▶ _Short problem_
Every line of the records below should be restated exactly.

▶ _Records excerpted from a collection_

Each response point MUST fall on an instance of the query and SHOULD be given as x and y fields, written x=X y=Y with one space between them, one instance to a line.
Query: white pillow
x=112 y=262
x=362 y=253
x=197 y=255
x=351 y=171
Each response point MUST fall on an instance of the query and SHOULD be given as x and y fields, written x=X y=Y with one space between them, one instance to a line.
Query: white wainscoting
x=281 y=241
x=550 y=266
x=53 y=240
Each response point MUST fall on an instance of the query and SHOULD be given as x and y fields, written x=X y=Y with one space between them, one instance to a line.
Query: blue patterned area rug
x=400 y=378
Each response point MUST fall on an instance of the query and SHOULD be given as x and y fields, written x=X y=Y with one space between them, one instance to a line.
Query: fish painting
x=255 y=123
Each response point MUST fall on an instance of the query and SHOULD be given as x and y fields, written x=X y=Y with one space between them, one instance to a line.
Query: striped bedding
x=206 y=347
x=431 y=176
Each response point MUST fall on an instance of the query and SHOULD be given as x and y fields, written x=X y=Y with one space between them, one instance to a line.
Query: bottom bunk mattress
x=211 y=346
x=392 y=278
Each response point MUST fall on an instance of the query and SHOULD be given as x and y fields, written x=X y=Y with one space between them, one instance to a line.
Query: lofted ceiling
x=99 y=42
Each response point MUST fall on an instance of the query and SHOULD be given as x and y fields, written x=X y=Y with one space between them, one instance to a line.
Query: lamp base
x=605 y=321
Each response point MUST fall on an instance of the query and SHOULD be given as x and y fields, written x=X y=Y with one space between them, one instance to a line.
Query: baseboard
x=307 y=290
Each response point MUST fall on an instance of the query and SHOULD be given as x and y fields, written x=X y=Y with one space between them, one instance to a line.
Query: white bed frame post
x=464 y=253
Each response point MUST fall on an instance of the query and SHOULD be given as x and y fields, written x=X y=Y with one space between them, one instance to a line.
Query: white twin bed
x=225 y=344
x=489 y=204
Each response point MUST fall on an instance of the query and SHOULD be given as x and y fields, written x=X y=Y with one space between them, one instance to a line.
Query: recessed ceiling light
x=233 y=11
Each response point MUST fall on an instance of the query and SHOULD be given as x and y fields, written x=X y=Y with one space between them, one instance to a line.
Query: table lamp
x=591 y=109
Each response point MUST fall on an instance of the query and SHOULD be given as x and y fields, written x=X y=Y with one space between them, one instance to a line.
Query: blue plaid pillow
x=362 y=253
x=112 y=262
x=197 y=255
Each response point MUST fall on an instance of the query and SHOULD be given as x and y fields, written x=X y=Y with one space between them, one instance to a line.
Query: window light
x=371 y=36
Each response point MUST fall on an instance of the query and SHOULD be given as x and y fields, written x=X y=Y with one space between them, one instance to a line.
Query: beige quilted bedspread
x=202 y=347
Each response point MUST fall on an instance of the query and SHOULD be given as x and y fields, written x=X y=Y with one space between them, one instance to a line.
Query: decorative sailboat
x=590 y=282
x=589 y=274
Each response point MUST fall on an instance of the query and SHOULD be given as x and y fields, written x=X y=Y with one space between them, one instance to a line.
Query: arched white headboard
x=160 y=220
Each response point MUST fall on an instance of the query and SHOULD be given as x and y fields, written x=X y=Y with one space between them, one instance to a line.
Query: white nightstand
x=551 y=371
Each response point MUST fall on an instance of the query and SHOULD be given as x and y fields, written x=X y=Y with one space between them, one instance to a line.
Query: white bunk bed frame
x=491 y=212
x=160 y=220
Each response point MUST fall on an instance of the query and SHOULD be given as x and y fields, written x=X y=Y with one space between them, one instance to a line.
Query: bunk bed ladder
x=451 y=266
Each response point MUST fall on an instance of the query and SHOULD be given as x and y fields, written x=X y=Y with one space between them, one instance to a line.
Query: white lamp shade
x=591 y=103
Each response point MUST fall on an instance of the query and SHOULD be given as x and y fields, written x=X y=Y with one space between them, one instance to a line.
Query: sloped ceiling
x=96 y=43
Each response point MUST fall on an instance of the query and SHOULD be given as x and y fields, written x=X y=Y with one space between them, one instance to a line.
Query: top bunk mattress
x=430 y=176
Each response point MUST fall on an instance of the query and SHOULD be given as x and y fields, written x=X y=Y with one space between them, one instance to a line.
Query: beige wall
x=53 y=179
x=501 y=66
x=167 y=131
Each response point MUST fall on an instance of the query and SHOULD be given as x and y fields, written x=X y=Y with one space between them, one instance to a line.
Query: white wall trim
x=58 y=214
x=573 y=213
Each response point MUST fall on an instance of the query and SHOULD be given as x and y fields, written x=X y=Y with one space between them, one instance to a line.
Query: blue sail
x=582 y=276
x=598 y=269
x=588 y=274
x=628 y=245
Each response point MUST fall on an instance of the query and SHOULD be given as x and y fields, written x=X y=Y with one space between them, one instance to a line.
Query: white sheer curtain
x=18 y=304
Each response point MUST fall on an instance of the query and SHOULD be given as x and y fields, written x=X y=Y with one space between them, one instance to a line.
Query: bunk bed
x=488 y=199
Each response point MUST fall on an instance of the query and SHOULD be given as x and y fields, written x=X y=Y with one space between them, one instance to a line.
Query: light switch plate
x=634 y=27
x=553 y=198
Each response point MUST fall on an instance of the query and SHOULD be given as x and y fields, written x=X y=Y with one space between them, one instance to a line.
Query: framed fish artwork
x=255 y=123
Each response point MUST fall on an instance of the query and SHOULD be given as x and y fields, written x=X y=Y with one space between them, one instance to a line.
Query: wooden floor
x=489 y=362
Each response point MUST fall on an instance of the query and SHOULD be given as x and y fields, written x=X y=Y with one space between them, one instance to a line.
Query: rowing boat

▶ _Answer in full_
Each response point MUST fall on an instance of the query and SHOULD be given as x and y fields, written x=X y=Y with one space between them, one instance to a line.
Query: white pillow
x=112 y=262
x=362 y=253
x=197 y=255
x=351 y=171
Each response point MUST fall on an instance of the query and SHOULD be given as x and y fields, written x=X y=Y with one space between them, one instance to a line.
Query: white wainscoting
x=281 y=241
x=550 y=266
x=53 y=240
Each response point MUST fall on an instance of the query and SHOULD be given as x and y fields, written x=X y=Y with one space between them, one instance to a line.
Query: blue patterned area rug
x=400 y=378
Each response point MUST fall on an instance of the query and SHOULD be given as x and y fields, written x=X y=Y with one space between them, one instance to a line.
Query: fish painting
x=255 y=123
Each response point MUST fall on an instance of the query and SHOULD be given as x and y fields, written x=X y=Y with one space between them, one instance to a line.
Query: striped bedding
x=206 y=347
x=431 y=176
Each response point MUST fall on an instance of the query and SHOULD be given as x and y fields, written x=X y=Y with one space between them, one instance to a line.
Query: bottom bunk mattress
x=211 y=346
x=392 y=278
Each response point MUST fall on an instance of the query and SHOULD be given as x and y fields, written x=X y=Y with one space between them, one instance to a line.
Query: lofted ceiling
x=99 y=42
Each response point MUST fall on an instance of the query and SHOULD be given as x and y fields, written x=X y=Y with one space between them, one instance to a line.
Query: lamp base
x=605 y=321
Each response point MUST fall on an instance of the query and SHOULD be given as x and y fields, written x=X y=Y with one space between them, one instance to a line.
Query: baseboard
x=307 y=290
Each response point MUST fall on an instance of the query and SHOULD be given as x and y fields, written x=X y=Y with one space between them, one instance to a line.
Query: white bed frame post
x=464 y=253
Each response point MUST fall on an instance of the query and SHOULD be given as x and y fields, written x=X y=Y with one space between them, one instance to a line.
Query: white twin bed
x=225 y=344
x=489 y=204
Each response point MUST fall on an instance of the query and SHOULD be given as x and y fields, written x=X y=Y with one space between them, one instance to a line.
Query: recessed ceiling light
x=233 y=11
Each response point MUST fall on an instance of the query and SHOULD be given as x and y fields, written x=X y=Y with one space between them, one instance to a line.
Query: table lamp
x=591 y=109
Each response point MUST fall on an instance of the query and SHOULD be given as x and y fields, written x=X y=Y with one space between them, one instance to a line.
Query: blue plaid pillow
x=362 y=253
x=112 y=262
x=197 y=255
Each response point MUST fall on an instance of the query and SHOULD be given as x and y fields, written x=X y=Y with one space between them, one instance to a line.
Query: window light
x=371 y=36
Each response point MUST fall on an instance of the query and SHOULD be given as x and y fields, written x=X y=Y with one space between them, one instance to a line.
Query: beige quilted bedspread
x=202 y=347
Each response point MUST fall on an instance of the query and SHOULD be given as x and y fields, written x=X y=Y with one space between them, one instance to a line.
Query: decorative sailboat
x=590 y=282
x=589 y=274
Each response point MUST fall on an instance of the query and SHOULD be given as x and y fields, written x=X y=Y with one space between them, one instance to a line.
Query: arched white headboard
x=160 y=220
Each response point MUST fall on an instance of the query and SHOULD be given as x and y fields, written x=X y=Y with one space between them, one instance to a line.
Query: white nightstand
x=551 y=371
Each response point MUST fall on an instance of the query and SHOULD be given as x and y fields, written x=X y=Y with one space between them, one instance to a line.
Query: white bunk bed frame
x=491 y=212
x=160 y=220
Each response point MUST fall on an instance of the query and SHOULD be given as x and y fields, written x=X y=Y with one space between them, one instance to a line.
Query: bunk bed ladder
x=451 y=266
Each response point MUST fall on an instance of the query and SHOULD be given as x and y fields, written x=X y=Y with one space between them, one instance to a line.
Query: white lamp shade
x=591 y=103
Each response point MUST fall on an instance of the query and SHOULD be given as x and y fields, written x=X y=Y with one space between them, one instance to a line.
Query: sloped ceiling
x=96 y=43
Each response point MUST fall on an instance of the query and SHOULD be given as x and y fields, written x=X y=Y with one space between them, one instance to a line.
Query: top bunk mattress
x=430 y=176
Each response point MUST fall on an instance of the query and SHOULD be given as x and y fields, written x=X y=Y with one space between them, one instance to a line.
Query: beige wall
x=53 y=179
x=501 y=66
x=167 y=131
Each response point MUST fall on an instance of the query and SHOULD be given as x and y fields, written x=X y=Y with one space between them, one instance to a line.
Query: white wall trim
x=58 y=214
x=573 y=213
Each response point MUST fall on an instance of the query and SHOULD be given as x and y fields, written x=X y=Y with one space between them, one instance to a line.
Query: blue sail
x=582 y=276
x=598 y=269
x=588 y=274
x=628 y=245
Each response point MUST fall on an instance of the query and SHOULD be given as x and y fields, written x=X y=Y with one space between them, one instance to a line.
Query: white sheer curtain
x=18 y=304
Each response point MUST fall on an instance of the query and SHOULD be given as x and y fields, written x=X y=Y with one space between them, one instance to a line.
Query: bunk bed
x=488 y=199
Each response point MUST fall on an instance of the query and SHOULD be given as x and y fields, written x=X y=Y with one space between them, one instance to a line.
Query: light switch plate
x=634 y=27
x=553 y=198
Each response point MUST fall on an instance of the query and SHOULD be given as x and y fields, written x=X y=Y with one space between them, one instance to a line.
Query: framed fish artwork
x=255 y=123
Each response point MUST fall on an instance of the query and SHOULD be given as x and y fields, written x=X y=Y with one space between them, one instance to a line.
Query: wooden floor
x=489 y=362
Each response point MUST fall on an instance of the query and SHOULD be given as x and y fields, written x=X y=Y with one space between them, one instance to a line.
Query: rowing boat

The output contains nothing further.